> **TASK REQUIREMENTS**
Each entry should be printed exactly, with its images omitted.

#### SUPPLIED ENTRIES

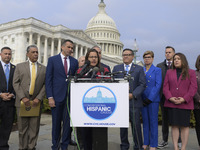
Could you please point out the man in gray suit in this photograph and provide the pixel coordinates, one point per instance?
(137, 84)
(29, 85)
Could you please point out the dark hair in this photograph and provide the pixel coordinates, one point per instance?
(31, 46)
(128, 49)
(197, 64)
(5, 48)
(88, 53)
(65, 41)
(170, 47)
(96, 46)
(184, 65)
(148, 53)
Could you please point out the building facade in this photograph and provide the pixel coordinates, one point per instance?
(19, 34)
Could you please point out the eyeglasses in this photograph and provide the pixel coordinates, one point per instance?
(147, 57)
(93, 57)
(126, 55)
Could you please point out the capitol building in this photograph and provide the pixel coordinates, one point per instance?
(101, 30)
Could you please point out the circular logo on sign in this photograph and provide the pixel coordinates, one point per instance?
(99, 102)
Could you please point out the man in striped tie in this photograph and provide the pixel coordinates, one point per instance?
(7, 97)
(29, 85)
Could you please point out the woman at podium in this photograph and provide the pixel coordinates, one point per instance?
(94, 138)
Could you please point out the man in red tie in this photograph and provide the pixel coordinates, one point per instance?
(165, 65)
(7, 97)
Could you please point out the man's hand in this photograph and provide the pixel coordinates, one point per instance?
(173, 99)
(11, 95)
(35, 102)
(52, 102)
(130, 96)
(26, 101)
(5, 97)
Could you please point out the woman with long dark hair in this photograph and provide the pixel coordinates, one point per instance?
(151, 99)
(197, 100)
(179, 88)
(90, 141)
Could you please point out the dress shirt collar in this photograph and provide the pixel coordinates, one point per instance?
(167, 62)
(3, 65)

########

> **RESPONSE TO THE TASK**
Could you please point out the man in gray suit in this photograph and provide the pixel coordinates, one point per instance?
(137, 84)
(29, 85)
Could you please point out the dark hair in this photograph and provide the pixel coordinates, one point per instance?
(31, 46)
(128, 49)
(197, 64)
(5, 48)
(88, 53)
(65, 41)
(170, 47)
(96, 46)
(184, 65)
(148, 53)
Could you please point out the building facade in this photograph and provide the pixel coordinates, one point per instance?
(19, 34)
Could you please point out the eyeglasses in this photograph and provide the pixel coordinates, one point per instance?
(147, 57)
(93, 57)
(126, 55)
Could you please point out the capitol building in this photograph and provide the pixel coordinates, one point per instance?
(101, 30)
Could you please point out the circular logo on sign in this photograph and provide the pixel coordinates, one point per instance?
(99, 102)
Could you please point out the man in striped tie in this photograph and provide the pixel coordinates, one point per instance?
(7, 97)
(29, 85)
Could you please point out the woman at podium in this photograph and provide the pixel coordinates, one point per instance?
(94, 138)
Could you please point out the man in red tie in this photograph and provide the pixel coordinates, one point per instance?
(165, 65)
(7, 97)
Could you please point out the man's hand in this photograph and provide the pixel coordinates, one point per instance?
(173, 99)
(11, 95)
(35, 102)
(52, 102)
(130, 96)
(26, 101)
(5, 97)
Could you please point out the woman with long dark hair in this photograph and provide the pixel coordinates, one point per instance?
(151, 99)
(197, 100)
(179, 88)
(90, 141)
Could you please point out the dress shirt collar in this photograph and provide the pixel coordinates, one point per instance?
(167, 62)
(3, 65)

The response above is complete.